### [DOKUMENT]
────────────────────────────────────────
Caine 1: Das Amulett von Kyan’Kor

Stellt euch vor, ihr steht plötzlich und unerwartet einem großen, Furcht einflößenden Alien gegenüber, das immer näher kommt und dabei bedrohlich auf euch einredet. Wie verhaltet ihr euch: Panik, Flehen, Hose voll? Steven Caine sagt schlicht „Halt die Fresse!“ und beweist damit gleich in vielfacher Hinsicht, dass er ein mehr als unüblicher Hörspielheld ist. Die Erstlingsproduktion der jungen Hamburger Audioschmiede Lausch geht steil.
────────────────────────────────────────
(Einträge des Datensatzes)
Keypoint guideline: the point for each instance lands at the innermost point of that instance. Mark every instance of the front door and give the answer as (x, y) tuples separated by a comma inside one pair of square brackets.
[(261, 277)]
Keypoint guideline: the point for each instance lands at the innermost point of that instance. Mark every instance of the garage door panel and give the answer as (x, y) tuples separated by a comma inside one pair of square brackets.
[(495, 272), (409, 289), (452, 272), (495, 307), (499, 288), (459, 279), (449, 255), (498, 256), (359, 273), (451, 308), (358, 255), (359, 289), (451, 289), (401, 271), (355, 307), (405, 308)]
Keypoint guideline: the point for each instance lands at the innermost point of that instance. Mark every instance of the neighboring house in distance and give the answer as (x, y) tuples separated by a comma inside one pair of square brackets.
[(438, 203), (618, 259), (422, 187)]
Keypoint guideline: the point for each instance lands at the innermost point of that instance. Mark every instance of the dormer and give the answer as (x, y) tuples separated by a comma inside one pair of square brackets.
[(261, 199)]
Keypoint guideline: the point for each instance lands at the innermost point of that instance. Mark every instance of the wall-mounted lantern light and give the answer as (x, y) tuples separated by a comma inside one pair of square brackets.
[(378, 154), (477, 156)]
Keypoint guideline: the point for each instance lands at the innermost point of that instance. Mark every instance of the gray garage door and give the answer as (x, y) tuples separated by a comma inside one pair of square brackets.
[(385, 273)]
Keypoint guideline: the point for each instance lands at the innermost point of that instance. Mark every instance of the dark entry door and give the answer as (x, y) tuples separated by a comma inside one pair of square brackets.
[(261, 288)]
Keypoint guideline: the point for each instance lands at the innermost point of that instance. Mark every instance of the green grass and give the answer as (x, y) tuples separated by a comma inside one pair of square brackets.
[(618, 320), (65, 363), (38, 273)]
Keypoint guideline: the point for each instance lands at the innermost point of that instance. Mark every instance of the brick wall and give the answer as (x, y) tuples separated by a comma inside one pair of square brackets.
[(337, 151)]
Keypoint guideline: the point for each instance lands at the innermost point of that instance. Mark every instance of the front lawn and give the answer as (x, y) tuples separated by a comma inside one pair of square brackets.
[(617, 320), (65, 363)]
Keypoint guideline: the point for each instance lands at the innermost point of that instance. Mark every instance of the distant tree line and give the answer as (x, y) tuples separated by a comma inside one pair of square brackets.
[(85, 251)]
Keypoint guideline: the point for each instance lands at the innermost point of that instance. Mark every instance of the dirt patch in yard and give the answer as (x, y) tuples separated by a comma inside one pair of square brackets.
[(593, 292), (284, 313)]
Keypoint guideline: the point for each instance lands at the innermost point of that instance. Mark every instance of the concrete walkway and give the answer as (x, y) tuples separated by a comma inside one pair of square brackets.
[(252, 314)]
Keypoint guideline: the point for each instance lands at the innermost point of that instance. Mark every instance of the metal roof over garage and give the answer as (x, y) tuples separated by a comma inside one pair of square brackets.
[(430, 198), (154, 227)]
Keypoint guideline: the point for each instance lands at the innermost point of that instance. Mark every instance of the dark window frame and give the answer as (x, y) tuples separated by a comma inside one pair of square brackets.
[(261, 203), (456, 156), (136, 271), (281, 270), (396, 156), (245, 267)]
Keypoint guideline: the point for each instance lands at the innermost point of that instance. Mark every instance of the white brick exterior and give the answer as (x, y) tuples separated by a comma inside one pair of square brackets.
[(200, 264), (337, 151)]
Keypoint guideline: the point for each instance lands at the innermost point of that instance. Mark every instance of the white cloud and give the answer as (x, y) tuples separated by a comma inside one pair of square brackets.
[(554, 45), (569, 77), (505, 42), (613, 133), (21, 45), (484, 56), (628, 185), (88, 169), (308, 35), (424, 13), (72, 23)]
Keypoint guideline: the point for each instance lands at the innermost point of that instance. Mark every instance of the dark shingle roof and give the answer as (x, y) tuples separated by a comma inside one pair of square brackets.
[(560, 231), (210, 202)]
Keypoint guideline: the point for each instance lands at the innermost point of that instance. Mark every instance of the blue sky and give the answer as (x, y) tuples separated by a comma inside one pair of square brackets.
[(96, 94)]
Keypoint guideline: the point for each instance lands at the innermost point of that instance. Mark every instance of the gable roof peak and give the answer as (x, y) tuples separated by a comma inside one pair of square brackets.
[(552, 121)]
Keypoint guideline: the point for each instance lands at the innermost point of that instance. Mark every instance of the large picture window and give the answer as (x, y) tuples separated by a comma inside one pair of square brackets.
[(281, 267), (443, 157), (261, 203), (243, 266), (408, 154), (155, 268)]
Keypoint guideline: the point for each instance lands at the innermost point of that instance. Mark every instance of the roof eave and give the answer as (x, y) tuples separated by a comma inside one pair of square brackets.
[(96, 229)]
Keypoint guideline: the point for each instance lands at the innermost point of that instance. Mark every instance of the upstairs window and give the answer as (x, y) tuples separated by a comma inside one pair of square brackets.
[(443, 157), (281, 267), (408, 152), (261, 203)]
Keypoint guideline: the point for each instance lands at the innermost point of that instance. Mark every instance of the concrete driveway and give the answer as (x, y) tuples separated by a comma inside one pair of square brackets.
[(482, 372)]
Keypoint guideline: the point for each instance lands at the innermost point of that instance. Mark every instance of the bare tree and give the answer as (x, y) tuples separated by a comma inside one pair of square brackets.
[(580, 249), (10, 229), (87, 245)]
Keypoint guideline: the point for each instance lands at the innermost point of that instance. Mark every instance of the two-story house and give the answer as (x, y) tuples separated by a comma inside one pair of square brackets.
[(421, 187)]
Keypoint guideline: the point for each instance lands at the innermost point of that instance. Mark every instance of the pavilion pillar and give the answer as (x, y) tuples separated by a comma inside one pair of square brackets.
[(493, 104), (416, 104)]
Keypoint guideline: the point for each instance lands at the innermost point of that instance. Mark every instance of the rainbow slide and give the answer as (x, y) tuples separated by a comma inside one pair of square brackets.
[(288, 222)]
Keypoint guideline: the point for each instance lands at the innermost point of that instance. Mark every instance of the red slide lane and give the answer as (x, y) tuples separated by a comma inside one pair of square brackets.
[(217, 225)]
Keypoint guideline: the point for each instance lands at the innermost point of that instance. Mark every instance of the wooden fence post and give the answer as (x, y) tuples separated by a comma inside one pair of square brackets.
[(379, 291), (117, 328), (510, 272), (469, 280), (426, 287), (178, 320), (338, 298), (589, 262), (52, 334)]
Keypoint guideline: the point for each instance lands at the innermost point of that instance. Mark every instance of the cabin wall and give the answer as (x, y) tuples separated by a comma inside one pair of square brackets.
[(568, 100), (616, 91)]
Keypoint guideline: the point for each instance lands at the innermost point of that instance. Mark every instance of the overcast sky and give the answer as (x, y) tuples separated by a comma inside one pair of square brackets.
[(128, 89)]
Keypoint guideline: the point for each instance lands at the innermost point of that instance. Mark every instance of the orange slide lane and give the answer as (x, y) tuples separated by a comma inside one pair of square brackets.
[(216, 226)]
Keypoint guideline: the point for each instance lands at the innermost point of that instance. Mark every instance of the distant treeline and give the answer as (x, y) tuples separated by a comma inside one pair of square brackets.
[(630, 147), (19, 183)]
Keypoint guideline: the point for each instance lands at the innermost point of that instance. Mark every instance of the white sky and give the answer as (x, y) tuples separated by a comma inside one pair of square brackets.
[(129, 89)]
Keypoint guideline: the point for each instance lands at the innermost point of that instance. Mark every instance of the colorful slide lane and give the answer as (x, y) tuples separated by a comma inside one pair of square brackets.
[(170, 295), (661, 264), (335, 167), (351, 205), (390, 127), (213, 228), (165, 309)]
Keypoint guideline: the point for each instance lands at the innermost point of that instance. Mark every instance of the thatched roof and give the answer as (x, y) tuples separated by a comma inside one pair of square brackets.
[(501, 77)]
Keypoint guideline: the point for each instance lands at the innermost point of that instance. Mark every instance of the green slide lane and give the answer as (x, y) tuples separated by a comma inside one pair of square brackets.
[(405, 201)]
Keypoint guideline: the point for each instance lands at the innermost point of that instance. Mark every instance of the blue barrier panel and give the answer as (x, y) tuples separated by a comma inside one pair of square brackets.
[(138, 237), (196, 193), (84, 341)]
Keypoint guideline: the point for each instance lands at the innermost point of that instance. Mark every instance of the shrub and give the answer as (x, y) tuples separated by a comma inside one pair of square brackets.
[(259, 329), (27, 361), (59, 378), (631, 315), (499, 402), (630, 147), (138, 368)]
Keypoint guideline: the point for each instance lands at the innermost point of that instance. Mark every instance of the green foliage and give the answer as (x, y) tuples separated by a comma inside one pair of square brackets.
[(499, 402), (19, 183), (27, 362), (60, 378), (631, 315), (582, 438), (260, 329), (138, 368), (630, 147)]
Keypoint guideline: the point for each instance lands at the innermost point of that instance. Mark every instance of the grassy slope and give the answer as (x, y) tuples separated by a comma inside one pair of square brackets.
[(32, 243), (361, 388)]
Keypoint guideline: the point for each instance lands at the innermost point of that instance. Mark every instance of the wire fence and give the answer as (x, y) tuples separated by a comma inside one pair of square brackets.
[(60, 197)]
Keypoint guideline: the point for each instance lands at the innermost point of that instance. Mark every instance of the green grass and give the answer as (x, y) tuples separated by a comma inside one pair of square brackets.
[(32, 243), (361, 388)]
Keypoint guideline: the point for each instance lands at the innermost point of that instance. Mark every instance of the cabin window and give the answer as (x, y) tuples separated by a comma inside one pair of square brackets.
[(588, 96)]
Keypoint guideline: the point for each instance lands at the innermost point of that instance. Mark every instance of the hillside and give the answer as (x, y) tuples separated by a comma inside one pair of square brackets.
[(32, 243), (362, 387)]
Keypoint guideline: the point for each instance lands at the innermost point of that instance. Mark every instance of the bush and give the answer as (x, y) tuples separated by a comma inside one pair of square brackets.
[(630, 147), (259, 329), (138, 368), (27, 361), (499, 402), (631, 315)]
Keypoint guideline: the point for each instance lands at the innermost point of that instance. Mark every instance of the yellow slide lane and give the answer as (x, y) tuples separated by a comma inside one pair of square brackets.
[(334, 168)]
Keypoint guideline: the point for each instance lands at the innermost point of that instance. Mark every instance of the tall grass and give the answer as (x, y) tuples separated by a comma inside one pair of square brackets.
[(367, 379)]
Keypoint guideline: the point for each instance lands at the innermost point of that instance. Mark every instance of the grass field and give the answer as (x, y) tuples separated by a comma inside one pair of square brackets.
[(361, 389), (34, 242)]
────────────────────────────────────────
### [AUFGABEN]
1 – Welche Worte sagt Steven Caine laut dem Text über das Hörspiel zu dem Alien?
2 – Gib die Zeilen vom Anfang des Datensatzes bis einschließlich der Zeile mit „[(261, 277)]“ erneut wieder und tausche dabei „front door“ gegen „main entrance“ aus, ohne sonst etwas zu verändern.
Der Text und die Zeilen stammen aus unterschiedlichen Quellen.

### [LÖSUNGEN ZUR ÜBUNG]
1 – „Halt die Fresse!“

2 –
Keypoint guideline: the point for each instance lands at the innermost point of that instance. Mark every instance of the main entrance and give the answer as (x, y) tuples separated by a comma inside one pair of square brackets.
[(261, 277)]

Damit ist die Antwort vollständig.